Retype each line below precisely.

Data to use Start Marker

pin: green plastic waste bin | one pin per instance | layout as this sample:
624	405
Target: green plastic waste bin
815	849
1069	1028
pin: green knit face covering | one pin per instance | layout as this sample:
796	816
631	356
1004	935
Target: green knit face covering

Data to use End Marker

**Response**
pin: green plastic waste bin | one pin per instance | layout as this sample:
624	405
Target: green plastic waste bin
815	849
1069	1028
pin: green knit face covering | one pin per instance | layout as this sample:
796	816
631	356
1004	935
Target: green knit face covering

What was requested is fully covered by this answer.